# Document excerpt
In 1958, he was appointed parliamentary secretary to the Prime Minister, Abubakar Tafawa Balewa. He later held the positions of Minister of Economic Development in 1960, Minister of Internal Affairs in 1962 and Minister of Works and Survey in 1965. The military coup of 1966 ended the First Republic.
Shagari returned to Sokoto to work on his farm and later to work as a councillor for the Sokoto Native Authority. In 1970, Yakubu Gowon made Shagari Minister of Economic Affairs and later of Finance. Shagari went on to become President on the platform of the National Party of Nigeria (NPN) in 1979. He was later overthrown in a military on December 31, 1983 by General Muhammadu Buhari over allegations of corruption and maladministration.
According to observers, these leaders may not have derived their powers directly from the people at the early stages of their political career. The Northern region’s peculiar nature in terms of religion and socio-cultural make-up, as well as the low level of literacy which probably made lot of people remain subjugated to the whims and caprices of their leaders would have contributed to giving the leaders the power and influence they had over the people.

# Your tasks
A - Name every person mentioned in the excerpt on Nigerian political history.
B - According to the excerpt on Nigerian political history, on which party's platform did Shagari become President?
C - Please resume the excerpt on Nigerian political history, picking up after its final sentence.
The material that follows has no connection to the text about Nigerian political history.

# Collection entries

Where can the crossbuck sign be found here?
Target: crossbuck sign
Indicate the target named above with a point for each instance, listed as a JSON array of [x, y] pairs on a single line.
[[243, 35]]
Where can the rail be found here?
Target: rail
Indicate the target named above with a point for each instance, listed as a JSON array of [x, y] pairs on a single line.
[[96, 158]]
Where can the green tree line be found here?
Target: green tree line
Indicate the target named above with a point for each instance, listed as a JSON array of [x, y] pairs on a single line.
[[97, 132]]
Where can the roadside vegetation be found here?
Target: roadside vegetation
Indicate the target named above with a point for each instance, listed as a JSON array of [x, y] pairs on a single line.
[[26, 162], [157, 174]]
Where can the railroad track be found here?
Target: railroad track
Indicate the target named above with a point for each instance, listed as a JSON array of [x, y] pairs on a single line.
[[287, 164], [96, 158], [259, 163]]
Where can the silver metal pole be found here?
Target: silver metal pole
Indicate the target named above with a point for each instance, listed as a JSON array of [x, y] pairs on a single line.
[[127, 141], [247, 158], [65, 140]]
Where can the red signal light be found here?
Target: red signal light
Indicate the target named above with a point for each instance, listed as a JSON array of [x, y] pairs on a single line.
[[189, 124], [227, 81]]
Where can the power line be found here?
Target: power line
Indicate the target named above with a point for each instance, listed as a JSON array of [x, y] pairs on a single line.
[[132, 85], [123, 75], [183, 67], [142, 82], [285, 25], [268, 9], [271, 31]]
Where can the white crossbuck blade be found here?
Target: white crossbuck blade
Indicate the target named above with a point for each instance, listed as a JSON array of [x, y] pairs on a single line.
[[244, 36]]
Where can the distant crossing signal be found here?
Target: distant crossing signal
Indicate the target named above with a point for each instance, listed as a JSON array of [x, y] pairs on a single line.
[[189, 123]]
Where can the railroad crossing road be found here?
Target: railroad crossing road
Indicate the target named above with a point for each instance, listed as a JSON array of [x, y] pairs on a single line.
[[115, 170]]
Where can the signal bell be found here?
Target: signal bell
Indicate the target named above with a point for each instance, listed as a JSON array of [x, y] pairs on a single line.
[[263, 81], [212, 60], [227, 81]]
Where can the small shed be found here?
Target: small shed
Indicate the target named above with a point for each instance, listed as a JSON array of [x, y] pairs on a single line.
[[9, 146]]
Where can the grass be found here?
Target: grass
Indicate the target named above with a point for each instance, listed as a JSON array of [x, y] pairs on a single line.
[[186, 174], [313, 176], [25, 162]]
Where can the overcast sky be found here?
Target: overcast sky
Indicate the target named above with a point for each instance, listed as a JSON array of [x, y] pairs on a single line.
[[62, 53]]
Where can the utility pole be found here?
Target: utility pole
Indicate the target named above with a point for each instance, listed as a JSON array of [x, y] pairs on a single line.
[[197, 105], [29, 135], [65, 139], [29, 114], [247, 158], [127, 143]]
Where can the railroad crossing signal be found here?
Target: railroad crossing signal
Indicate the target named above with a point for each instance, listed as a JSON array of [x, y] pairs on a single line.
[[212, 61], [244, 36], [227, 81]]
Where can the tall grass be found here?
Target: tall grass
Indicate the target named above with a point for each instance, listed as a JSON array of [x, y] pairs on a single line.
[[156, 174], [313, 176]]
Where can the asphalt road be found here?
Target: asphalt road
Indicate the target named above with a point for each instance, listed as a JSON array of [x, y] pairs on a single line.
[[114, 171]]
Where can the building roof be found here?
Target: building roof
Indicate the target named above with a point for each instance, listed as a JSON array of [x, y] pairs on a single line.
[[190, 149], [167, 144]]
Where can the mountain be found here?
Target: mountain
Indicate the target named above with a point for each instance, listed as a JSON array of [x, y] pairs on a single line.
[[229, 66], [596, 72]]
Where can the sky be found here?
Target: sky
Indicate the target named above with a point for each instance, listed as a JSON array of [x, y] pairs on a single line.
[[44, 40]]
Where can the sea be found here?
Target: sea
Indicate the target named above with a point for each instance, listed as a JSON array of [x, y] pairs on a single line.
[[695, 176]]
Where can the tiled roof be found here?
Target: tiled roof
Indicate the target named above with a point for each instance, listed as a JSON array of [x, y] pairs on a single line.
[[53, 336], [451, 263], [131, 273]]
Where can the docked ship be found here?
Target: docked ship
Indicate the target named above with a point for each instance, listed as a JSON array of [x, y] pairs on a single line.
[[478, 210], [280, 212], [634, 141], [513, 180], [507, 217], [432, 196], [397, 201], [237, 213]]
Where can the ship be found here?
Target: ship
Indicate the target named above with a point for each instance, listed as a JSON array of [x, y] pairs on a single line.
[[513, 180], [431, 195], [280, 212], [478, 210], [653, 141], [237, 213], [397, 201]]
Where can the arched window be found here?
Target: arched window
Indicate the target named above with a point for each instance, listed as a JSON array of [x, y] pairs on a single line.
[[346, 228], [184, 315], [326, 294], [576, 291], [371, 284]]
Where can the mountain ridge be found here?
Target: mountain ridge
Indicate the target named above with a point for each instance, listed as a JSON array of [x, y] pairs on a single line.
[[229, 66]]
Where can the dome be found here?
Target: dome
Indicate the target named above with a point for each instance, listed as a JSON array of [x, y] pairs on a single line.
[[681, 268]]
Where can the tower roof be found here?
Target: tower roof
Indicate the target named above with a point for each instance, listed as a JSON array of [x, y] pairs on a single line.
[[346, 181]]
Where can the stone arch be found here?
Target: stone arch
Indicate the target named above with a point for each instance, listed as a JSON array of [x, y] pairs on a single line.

# Solved tasks
A - Abubakar Tafawa Balewa, Shagari, Yakubu Gowon, Muhammadu Buhari

B - The National Party of Nigeria (NPN).

C -
However, it needs be pointed out that at the mid-term of most of the leaders’ political career, the people started empowering the leaders to act on their behalf through these leaders’ election into different political positions. The failings of these leaders either by omission or commission notwithstanding, they are still regarded to be among the best the North has so far produced.
Dr. Musa Adamu Mbahi brought a different dimension to this discourse. He categorised the Northern Nigerian political establishment into various groups. One, those who were at the helm of affairs as heads of state and did well or at least worked hard. And whatever shortcoming during their leadership tenure, according to him, are probably due to human frailties and not an orchestrated plan of evil. Two, those who, as chiefs of state, were evil or incompetent or both and Nigeria came out the worst for their periods in office.
Three, those who served, not as heads of state, but in positions of authorities as governors, federal commissioners, Ministers, Special Advisers etc.
Mbahi said “Within these group also can be found those who served sincerely and to the best of their abilities without betraying the trust of the office in which they served and were required to execute. But there is a large cadre within this subset that really screwed-up Nigeria – They were corrupt, profoundly incompetent and except for nepotism, should never have been allowed near these offices which they were supposed to execute in trust for us and our posterity.”
Wondering where the North, acclaimed within the Nigerian political context as excellent politicians and people with high moral rectitude came to be so despised politically, Mbahi went on to ask: How is it that the Northern Political establishment found itself out in the proverbial cold?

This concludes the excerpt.